=== PROBLEM TO WORK ON ===
Retype the tail of the data exactly, starting at the line containing "Tag a single point on each instance of the terracotta" and stopping at the last line.

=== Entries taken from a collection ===
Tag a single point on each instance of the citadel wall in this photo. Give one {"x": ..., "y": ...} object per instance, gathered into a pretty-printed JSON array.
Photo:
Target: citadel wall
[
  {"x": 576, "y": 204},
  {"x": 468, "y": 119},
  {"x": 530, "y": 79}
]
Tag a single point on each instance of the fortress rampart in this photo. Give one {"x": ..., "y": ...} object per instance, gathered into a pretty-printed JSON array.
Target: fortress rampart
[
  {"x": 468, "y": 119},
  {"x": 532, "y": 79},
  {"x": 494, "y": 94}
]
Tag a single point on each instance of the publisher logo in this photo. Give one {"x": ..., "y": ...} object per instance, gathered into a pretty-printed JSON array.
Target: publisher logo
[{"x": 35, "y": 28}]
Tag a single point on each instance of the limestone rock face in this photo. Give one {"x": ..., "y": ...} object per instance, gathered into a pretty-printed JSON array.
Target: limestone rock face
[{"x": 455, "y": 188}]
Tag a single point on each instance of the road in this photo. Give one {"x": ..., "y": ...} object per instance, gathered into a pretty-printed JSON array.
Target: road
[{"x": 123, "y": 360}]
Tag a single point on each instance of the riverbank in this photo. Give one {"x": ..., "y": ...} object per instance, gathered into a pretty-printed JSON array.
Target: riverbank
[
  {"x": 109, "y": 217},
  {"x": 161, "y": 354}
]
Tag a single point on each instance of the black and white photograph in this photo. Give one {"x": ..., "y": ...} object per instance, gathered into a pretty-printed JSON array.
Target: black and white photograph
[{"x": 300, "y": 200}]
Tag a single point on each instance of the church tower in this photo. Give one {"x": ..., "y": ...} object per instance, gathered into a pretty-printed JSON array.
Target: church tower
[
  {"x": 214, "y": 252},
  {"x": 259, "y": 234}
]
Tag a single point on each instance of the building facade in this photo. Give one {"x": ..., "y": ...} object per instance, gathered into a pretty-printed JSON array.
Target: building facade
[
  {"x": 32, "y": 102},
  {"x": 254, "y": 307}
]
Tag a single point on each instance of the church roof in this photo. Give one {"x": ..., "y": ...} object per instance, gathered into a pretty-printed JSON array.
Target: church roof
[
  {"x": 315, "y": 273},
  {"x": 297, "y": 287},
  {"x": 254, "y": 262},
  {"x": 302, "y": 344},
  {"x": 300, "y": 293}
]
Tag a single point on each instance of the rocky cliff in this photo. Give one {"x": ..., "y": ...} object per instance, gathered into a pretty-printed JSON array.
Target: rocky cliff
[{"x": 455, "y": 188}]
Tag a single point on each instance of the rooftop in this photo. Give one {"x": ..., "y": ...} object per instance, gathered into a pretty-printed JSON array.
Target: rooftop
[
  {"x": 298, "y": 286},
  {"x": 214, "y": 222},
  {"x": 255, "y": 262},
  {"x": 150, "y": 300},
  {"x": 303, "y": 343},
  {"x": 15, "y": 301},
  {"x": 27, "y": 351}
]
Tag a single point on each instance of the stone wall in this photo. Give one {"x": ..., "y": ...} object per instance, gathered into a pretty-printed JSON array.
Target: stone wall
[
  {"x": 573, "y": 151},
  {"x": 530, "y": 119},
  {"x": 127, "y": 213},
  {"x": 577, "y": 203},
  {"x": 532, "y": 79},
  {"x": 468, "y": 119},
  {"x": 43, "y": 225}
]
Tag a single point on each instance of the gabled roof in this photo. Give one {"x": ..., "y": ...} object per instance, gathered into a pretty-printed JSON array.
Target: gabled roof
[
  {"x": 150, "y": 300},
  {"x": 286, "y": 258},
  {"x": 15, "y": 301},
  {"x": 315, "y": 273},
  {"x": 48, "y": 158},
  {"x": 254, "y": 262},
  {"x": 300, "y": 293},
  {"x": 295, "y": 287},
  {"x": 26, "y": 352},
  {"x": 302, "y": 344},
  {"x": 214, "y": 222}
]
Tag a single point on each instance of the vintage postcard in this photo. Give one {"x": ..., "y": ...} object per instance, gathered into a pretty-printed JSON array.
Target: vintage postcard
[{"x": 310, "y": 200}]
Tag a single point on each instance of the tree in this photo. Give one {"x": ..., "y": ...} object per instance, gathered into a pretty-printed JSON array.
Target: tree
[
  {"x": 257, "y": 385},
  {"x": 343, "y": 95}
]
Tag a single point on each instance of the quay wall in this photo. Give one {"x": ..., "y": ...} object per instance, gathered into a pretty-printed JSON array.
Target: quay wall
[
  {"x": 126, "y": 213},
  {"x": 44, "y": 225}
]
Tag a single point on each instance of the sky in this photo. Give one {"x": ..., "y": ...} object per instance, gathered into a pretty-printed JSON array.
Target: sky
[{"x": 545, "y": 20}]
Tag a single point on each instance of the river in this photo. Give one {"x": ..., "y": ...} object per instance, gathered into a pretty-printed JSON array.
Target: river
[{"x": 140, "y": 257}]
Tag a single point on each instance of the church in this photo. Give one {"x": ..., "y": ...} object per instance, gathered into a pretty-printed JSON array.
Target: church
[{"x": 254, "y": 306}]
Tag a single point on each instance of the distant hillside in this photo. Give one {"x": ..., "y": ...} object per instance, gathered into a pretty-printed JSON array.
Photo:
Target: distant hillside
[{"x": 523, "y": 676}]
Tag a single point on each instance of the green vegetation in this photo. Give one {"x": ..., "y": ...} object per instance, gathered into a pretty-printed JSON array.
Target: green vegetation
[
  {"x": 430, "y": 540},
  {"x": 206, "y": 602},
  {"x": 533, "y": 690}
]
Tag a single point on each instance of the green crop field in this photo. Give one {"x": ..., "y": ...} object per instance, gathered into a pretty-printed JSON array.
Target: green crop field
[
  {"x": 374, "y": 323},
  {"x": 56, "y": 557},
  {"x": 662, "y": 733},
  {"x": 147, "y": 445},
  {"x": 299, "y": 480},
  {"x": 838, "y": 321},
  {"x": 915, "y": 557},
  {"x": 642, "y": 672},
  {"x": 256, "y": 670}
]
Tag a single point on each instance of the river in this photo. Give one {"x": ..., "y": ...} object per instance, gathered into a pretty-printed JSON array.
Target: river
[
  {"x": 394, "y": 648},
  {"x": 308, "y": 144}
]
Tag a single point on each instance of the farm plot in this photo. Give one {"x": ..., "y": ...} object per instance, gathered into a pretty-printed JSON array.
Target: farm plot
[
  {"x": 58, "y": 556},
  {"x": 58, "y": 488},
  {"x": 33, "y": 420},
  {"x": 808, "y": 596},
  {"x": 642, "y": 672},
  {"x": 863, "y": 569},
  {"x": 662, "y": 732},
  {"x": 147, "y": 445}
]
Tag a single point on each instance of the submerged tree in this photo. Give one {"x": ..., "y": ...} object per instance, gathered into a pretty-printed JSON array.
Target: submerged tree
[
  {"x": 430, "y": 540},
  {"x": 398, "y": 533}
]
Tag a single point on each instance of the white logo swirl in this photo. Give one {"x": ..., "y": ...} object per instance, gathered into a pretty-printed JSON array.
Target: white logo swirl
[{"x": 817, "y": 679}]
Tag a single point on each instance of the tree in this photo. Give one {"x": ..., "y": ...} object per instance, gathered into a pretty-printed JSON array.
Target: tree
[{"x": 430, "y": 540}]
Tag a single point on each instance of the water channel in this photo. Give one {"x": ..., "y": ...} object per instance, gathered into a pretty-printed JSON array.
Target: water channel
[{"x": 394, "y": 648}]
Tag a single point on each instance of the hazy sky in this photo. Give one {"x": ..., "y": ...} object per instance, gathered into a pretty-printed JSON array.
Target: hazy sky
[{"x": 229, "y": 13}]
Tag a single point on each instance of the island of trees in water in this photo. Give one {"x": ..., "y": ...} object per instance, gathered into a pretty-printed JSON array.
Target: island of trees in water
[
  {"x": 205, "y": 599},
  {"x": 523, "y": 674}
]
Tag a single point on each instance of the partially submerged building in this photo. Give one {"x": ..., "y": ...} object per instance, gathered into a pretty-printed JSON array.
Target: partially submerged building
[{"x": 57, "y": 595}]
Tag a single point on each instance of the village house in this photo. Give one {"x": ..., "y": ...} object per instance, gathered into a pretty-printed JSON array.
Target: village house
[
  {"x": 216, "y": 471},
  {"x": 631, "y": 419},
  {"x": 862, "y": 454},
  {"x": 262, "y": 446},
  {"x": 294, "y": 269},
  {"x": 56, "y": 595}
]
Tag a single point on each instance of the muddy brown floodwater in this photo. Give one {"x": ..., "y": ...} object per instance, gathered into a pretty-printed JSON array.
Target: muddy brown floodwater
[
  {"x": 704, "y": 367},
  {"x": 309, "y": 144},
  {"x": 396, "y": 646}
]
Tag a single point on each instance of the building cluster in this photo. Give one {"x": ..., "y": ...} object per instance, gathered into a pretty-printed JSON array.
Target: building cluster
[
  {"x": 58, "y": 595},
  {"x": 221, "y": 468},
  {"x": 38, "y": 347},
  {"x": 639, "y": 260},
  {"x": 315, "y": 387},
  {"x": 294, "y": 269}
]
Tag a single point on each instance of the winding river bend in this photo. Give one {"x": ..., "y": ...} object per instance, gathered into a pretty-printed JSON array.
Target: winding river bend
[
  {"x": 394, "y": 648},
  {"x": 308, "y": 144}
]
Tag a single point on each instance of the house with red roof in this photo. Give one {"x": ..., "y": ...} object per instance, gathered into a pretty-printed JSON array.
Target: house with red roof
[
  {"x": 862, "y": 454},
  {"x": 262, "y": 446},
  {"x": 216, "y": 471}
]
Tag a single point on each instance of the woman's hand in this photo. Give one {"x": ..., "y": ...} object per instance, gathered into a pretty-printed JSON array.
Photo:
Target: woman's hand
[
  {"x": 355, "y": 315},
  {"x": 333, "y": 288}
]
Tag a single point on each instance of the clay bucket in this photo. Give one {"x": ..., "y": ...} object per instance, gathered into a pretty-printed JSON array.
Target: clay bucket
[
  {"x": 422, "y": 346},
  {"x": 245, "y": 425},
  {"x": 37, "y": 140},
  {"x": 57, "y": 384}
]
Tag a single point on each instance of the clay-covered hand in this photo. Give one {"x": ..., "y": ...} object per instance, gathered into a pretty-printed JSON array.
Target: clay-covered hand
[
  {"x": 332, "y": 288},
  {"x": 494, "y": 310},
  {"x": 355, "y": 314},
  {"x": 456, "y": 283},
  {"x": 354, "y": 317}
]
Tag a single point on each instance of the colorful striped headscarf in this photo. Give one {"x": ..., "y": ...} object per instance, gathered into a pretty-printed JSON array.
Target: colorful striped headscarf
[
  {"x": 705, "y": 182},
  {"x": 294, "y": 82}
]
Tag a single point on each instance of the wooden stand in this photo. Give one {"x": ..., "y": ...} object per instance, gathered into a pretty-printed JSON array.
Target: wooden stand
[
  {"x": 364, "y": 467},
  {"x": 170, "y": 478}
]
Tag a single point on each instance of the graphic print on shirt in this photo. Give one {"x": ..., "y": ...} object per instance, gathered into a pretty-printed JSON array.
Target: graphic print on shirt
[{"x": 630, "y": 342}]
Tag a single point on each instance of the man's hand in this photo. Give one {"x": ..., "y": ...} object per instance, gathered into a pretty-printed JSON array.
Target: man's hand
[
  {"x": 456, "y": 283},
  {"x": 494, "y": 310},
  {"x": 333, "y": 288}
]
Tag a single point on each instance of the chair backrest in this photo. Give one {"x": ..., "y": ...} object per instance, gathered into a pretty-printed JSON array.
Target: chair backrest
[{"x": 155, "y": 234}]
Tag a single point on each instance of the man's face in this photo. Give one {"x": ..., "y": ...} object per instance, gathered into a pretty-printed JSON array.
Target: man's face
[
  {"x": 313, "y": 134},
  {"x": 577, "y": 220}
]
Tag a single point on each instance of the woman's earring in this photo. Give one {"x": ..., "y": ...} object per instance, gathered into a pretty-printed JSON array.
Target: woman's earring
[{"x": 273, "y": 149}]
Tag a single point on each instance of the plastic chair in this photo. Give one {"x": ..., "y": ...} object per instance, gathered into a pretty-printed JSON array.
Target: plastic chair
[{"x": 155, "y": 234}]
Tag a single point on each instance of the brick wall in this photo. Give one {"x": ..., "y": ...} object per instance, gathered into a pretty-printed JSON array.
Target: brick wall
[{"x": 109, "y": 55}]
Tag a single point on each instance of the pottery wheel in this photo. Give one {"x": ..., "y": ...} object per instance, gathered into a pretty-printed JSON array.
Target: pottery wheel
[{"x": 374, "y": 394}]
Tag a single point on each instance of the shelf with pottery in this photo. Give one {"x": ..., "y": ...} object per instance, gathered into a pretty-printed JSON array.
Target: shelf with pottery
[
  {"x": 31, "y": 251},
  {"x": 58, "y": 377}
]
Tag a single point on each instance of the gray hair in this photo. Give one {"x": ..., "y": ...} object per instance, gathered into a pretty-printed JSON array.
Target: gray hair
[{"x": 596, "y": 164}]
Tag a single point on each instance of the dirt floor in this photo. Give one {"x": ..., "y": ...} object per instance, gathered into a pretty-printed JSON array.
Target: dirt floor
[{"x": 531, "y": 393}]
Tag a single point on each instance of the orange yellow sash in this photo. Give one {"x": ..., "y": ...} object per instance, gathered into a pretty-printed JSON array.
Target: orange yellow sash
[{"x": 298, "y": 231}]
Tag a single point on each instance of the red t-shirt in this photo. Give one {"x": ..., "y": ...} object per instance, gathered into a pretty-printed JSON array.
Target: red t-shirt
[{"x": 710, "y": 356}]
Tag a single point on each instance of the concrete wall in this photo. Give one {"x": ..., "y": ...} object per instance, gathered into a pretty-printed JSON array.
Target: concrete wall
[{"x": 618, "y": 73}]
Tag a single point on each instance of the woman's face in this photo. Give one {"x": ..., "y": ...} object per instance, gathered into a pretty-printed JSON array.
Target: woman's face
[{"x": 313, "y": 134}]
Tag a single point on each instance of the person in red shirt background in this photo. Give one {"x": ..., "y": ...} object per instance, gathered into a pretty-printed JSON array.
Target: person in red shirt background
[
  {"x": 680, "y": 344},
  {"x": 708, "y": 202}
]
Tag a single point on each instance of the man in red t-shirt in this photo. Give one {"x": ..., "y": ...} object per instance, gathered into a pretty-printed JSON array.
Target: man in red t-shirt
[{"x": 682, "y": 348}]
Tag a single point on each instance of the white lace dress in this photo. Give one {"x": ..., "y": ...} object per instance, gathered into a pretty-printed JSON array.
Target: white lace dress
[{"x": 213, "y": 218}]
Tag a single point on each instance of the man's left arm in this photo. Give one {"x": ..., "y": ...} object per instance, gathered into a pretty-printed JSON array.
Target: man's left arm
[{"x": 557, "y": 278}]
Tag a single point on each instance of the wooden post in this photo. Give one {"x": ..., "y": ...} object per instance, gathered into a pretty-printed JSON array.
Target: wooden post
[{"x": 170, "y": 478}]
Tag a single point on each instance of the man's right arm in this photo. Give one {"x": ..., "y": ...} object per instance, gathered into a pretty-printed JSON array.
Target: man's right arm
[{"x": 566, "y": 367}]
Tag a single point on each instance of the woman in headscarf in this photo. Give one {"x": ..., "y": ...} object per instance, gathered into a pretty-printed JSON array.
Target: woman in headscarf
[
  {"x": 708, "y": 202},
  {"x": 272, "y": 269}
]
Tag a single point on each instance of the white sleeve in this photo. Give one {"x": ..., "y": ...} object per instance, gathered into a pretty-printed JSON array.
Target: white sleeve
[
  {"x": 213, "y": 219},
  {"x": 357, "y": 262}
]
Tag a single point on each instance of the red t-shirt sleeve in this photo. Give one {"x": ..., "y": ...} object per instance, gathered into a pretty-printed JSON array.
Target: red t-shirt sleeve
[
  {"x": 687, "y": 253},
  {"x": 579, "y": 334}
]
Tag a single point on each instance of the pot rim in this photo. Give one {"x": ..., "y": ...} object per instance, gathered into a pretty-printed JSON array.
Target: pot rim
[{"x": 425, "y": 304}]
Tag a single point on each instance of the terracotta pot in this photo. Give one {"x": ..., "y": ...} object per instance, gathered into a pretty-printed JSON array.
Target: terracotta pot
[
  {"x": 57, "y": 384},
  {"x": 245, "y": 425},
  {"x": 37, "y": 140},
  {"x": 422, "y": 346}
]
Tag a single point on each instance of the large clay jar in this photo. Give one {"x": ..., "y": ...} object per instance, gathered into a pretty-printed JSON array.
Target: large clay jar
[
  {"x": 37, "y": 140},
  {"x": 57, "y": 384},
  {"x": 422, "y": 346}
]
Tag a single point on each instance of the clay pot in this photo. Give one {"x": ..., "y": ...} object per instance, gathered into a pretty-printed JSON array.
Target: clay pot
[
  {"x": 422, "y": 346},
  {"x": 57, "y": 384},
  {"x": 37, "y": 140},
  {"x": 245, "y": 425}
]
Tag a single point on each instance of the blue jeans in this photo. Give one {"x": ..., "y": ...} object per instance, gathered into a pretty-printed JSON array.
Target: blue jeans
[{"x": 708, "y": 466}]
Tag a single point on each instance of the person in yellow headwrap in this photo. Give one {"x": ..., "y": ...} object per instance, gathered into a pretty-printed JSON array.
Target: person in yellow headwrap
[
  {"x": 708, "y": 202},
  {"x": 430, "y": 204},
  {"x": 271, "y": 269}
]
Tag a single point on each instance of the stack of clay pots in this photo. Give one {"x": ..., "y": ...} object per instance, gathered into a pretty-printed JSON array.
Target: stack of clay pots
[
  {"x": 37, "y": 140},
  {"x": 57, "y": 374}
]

=== ANSWER IN FULL ===
Tag a single point on each instance of the terracotta pot in this photo. Give one {"x": ..., "y": ...} object per instance, gathered into a pretty-printed JSON array.
Target: terracotta pot
[
  {"x": 57, "y": 384},
  {"x": 245, "y": 425},
  {"x": 37, "y": 140},
  {"x": 422, "y": 346}
]
Tag a single point on each instance of the large clay jar in this photo. Give one {"x": ..., "y": ...} object per instance, gathered into a pretty-printed JSON array.
Target: large clay jar
[
  {"x": 37, "y": 140},
  {"x": 57, "y": 384},
  {"x": 422, "y": 346}
]
Tag a single point on each instance of the clay pot in this photo. Give one {"x": ..., "y": ...} object per instance, gathered into a pretty-printed JSON array.
Target: clay pot
[
  {"x": 422, "y": 346},
  {"x": 57, "y": 384},
  {"x": 37, "y": 140},
  {"x": 245, "y": 425}
]
Tag a single point on each instance of the blue jeans in this photo. Give one {"x": ..., "y": ...} object per instance, gathered into a pretty-printed JSON array.
Target: blue jeans
[{"x": 708, "y": 466}]
Tag a single point on each instance of the person in yellow headwrap in this photo. Give one {"x": ..., "y": ...} object per instance, gathered into a pretty-printed JSON array.
Target: person in yellow headwrap
[
  {"x": 708, "y": 202},
  {"x": 430, "y": 204},
  {"x": 271, "y": 269}
]
Tag a single point on each instance of the stack of clay pots in this photo. Give one {"x": ..., "y": ...} object per instance, gathered into a pretty-printed JSON array.
Target: stack of clay pots
[
  {"x": 37, "y": 140},
  {"x": 57, "y": 374}
]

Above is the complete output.